### To be done
Copy out the lines below word for word, from the line with "Rules: pick out each instance of the cabinet" to the line with "[[296, 76], [295, 80]]", including both of those lines.
== Data lines
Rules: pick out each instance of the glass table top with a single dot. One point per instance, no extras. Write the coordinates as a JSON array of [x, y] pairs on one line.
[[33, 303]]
====
== Data lines
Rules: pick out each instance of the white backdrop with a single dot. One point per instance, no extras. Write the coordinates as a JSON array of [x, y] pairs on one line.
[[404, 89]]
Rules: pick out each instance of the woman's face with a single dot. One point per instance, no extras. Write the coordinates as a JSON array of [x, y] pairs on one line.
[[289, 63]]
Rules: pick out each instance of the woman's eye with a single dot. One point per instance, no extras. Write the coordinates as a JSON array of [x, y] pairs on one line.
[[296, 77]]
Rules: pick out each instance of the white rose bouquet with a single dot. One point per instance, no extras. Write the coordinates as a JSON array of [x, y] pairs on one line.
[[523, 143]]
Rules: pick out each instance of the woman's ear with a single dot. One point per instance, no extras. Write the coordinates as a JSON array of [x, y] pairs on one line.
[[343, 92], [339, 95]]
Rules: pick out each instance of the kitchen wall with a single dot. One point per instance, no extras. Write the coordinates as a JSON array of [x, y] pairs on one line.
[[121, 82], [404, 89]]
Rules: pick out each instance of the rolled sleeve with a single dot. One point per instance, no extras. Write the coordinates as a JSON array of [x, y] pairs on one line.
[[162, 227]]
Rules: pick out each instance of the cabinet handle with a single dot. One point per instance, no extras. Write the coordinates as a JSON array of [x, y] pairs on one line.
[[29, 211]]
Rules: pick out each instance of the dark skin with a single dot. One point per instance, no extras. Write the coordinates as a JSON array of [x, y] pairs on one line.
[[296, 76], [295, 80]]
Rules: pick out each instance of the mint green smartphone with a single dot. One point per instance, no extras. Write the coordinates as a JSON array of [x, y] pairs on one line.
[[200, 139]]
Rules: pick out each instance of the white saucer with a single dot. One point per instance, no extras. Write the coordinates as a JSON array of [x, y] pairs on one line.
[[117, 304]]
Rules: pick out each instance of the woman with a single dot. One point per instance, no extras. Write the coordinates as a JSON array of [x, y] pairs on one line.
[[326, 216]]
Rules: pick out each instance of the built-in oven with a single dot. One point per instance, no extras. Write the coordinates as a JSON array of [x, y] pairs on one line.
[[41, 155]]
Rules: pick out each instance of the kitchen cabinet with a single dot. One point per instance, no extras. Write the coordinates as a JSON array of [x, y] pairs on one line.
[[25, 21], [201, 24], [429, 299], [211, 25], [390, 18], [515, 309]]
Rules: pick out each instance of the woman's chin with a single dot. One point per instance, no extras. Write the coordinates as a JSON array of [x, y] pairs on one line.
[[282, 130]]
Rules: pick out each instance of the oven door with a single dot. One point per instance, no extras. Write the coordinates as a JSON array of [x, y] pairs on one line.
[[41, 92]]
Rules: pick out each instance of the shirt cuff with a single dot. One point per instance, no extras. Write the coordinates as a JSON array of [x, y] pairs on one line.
====
### Exercise solution
Rules: pick out each instance of the cabinet handle with a single dot. One point per instance, no extras. Write the coordinates as a JSON array of [x, y] pairs on one line.
[[29, 211]]
Rules: pick out each instance of the dark skin with a single dot. One point per instance, no extras. Write the coordinates as a JSON array of [x, y] pairs on one line.
[[296, 76], [295, 80]]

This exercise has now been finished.